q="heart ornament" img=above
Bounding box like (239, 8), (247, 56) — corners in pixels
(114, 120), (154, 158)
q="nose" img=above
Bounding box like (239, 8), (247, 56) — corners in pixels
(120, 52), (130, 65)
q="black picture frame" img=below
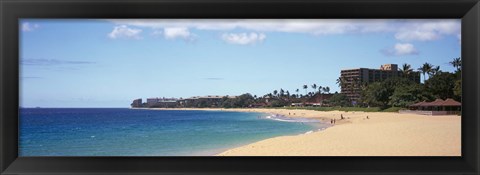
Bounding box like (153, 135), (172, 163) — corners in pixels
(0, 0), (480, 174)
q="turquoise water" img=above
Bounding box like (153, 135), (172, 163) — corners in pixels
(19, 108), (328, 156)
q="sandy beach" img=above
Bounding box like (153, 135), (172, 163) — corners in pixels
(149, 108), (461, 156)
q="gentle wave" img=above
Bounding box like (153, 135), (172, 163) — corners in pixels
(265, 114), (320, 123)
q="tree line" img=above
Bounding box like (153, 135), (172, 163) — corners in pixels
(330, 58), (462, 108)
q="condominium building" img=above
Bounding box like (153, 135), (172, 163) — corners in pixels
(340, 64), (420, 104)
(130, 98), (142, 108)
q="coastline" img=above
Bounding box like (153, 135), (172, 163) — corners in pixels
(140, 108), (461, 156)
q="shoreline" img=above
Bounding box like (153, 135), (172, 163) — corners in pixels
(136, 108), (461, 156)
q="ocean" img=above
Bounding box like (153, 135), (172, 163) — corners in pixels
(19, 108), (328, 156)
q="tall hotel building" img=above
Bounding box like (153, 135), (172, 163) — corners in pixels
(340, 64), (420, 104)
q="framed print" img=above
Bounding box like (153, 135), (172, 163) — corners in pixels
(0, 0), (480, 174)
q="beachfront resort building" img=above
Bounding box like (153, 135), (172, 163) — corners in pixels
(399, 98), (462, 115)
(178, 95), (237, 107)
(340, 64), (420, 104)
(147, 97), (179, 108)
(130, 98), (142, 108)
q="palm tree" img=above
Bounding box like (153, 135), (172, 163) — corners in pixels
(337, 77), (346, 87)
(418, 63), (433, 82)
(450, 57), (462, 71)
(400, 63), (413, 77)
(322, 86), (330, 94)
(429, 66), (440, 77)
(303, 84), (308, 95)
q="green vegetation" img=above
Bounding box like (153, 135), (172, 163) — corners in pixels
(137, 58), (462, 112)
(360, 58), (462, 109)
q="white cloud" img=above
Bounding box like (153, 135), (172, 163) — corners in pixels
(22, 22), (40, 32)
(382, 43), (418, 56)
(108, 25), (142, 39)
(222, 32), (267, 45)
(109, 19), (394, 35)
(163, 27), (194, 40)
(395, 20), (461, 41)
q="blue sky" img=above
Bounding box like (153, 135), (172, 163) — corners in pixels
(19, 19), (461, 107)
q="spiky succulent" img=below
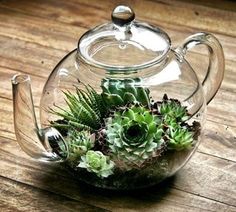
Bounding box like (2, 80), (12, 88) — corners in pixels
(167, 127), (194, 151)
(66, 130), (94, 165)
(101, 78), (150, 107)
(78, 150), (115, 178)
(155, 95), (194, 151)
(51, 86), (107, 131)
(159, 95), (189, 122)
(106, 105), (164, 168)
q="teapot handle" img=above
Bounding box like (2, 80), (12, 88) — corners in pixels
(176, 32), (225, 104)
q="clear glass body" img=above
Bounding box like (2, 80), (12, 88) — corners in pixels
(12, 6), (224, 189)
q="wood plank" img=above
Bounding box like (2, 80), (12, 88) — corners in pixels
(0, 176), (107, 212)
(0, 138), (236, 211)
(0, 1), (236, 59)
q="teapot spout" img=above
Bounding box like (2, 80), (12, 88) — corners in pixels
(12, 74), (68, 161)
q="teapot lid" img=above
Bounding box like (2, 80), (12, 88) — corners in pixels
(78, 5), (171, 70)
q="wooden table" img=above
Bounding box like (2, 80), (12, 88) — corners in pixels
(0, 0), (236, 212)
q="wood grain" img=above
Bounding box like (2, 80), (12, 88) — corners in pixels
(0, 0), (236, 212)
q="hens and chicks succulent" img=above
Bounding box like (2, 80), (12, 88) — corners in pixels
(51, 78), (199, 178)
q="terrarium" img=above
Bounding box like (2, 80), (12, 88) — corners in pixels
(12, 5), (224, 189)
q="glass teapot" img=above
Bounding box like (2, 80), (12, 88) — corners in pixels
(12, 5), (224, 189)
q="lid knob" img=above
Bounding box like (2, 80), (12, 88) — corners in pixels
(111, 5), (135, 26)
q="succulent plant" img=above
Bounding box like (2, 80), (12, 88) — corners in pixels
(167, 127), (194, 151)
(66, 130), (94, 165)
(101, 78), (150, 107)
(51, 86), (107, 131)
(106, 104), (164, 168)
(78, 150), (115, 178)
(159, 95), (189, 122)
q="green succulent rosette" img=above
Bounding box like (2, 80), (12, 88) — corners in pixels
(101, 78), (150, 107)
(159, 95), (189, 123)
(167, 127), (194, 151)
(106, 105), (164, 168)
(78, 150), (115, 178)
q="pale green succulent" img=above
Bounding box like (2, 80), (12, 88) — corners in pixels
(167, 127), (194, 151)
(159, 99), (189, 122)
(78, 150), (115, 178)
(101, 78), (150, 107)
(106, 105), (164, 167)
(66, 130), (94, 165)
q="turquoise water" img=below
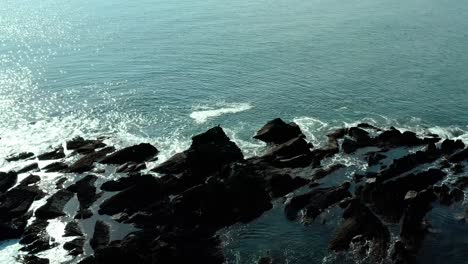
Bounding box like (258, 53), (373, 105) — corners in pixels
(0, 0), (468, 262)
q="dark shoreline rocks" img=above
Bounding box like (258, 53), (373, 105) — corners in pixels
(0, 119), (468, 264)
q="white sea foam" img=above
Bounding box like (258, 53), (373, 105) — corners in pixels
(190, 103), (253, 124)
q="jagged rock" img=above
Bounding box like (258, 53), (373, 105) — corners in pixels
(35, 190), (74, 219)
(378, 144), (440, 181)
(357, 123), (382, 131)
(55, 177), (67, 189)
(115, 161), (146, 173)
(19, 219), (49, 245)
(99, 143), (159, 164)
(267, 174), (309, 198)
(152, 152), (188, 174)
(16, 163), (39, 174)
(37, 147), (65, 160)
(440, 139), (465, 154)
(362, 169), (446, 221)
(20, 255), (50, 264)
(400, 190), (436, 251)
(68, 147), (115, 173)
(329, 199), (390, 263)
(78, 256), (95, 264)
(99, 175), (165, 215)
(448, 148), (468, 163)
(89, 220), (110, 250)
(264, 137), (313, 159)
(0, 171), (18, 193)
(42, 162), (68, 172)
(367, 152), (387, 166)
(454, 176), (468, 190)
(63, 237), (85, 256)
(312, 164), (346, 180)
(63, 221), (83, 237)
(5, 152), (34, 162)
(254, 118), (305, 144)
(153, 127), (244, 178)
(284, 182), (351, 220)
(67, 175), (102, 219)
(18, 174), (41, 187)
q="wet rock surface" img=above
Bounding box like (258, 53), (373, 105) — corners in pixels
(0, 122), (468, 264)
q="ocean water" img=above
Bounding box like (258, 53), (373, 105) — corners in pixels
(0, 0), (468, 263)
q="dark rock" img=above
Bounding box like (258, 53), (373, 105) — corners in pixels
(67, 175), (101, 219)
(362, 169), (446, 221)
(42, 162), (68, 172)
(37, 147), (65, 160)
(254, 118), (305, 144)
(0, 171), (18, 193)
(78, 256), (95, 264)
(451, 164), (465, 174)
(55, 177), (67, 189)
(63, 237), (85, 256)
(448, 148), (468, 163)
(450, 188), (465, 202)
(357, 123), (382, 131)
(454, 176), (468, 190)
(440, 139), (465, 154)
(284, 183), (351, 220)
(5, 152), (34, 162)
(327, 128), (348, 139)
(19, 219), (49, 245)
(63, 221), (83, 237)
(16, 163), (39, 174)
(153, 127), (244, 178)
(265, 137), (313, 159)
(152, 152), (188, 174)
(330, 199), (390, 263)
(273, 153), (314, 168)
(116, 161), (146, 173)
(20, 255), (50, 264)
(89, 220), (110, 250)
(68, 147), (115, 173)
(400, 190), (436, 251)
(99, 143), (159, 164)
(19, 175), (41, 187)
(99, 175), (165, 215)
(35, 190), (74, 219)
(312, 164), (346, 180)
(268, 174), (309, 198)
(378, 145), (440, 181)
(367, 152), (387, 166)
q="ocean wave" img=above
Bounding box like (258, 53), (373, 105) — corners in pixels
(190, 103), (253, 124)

* * *

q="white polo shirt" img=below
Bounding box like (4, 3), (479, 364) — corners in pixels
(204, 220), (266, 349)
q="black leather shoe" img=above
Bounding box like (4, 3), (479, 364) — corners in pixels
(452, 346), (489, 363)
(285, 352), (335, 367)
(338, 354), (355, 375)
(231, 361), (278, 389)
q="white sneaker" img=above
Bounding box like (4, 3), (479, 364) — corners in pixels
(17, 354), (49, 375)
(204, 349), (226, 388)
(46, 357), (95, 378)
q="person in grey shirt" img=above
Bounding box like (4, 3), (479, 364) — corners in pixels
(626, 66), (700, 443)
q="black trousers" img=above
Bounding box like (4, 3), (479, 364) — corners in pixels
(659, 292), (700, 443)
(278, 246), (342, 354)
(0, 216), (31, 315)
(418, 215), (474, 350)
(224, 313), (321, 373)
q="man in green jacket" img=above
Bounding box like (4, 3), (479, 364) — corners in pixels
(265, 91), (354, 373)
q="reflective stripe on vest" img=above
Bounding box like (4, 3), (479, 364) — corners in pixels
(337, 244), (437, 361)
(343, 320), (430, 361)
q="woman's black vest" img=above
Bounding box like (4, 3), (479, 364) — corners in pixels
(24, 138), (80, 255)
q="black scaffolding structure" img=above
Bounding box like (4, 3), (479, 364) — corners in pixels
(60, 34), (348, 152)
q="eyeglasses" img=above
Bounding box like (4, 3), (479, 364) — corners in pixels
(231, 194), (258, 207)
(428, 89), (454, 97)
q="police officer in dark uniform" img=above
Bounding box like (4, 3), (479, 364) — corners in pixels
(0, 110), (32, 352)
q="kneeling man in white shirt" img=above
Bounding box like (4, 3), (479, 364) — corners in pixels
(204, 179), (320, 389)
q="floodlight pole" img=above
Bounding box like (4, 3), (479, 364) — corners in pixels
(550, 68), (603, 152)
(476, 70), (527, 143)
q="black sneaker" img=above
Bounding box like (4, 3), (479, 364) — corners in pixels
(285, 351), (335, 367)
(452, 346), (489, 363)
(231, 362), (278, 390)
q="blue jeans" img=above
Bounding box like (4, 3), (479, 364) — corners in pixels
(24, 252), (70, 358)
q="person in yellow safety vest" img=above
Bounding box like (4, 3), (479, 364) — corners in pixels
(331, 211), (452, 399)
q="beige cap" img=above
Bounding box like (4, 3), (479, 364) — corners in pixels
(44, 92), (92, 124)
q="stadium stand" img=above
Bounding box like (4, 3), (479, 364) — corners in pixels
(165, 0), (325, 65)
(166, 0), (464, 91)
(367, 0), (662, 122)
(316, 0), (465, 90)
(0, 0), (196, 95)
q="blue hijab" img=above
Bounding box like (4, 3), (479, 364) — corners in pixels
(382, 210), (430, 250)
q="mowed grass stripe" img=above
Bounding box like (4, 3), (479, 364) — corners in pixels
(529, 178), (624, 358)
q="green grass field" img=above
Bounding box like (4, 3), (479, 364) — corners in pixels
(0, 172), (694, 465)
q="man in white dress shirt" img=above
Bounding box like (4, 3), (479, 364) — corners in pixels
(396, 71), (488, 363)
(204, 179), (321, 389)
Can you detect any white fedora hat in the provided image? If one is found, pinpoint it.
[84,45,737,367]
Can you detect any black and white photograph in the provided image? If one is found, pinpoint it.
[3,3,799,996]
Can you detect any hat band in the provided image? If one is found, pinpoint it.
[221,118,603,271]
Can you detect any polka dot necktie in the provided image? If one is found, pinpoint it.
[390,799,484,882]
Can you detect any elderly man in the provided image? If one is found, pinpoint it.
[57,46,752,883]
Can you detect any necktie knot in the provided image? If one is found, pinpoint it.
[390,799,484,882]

### Written instruction
Starting at the item line that contains "officer in dark" and ending after the one that contains "(382, 210), (430, 250)", render those lines as a Markdown table with the columns Row and Line, numbering each row and omitting blank lines.

### Result for this exercise
| Row | Line |
|---|---|
| 1 | q="police officer in dark uniform" img=above |
| 2 | Bounding box like (4, 3), (479, 364) — corners in pixels |
| 3 | (0, 110), (32, 352) |
| 4 | q="kneeling man in white shirt" img=above |
| 5 | Bounding box like (4, 3), (479, 364) — corners in pixels |
| 6 | (204, 179), (320, 389) |
| 7 | q="floodlight pole" img=above |
| 8 | Bounding box like (4, 3), (479, 364) — corners in pixels |
| 9 | (550, 68), (603, 152) |
| 10 | (476, 70), (527, 143) |
| 11 | q="black sneaker" img=above |
| 12 | Bounding box like (4, 3), (479, 364) — corners in pixels |
| 13 | (285, 351), (335, 367) |
| 14 | (452, 346), (489, 363) |
| 15 | (231, 362), (278, 390) |
| 16 | q="blue jeans" img=above |
| 17 | Bounding box like (4, 3), (479, 364) — corners in pixels |
| 18 | (24, 252), (70, 358) |
| 19 | q="person in yellow safety vest" img=above |
| 20 | Bounding box like (4, 3), (479, 364) — corners in pixels |
| 21 | (331, 211), (452, 399) |
| 22 | q="beige cap" img=above |
| 23 | Bounding box like (4, 3), (479, 364) — corners in pixels |
| 24 | (44, 92), (92, 124) |
| 25 | q="stadium stand" img=above |
| 26 | Bounding box like (4, 3), (479, 364) — corners in pixels |
| 27 | (165, 0), (325, 65) |
| 28 | (166, 0), (464, 91) |
| 29 | (367, 0), (662, 122) |
| 30 | (316, 0), (465, 90) |
| 31 | (0, 0), (196, 95) |
| 32 | q="blue hijab" img=above |
| 33 | Bounding box like (4, 3), (479, 364) — corners in pixels |
| 34 | (382, 210), (430, 250) |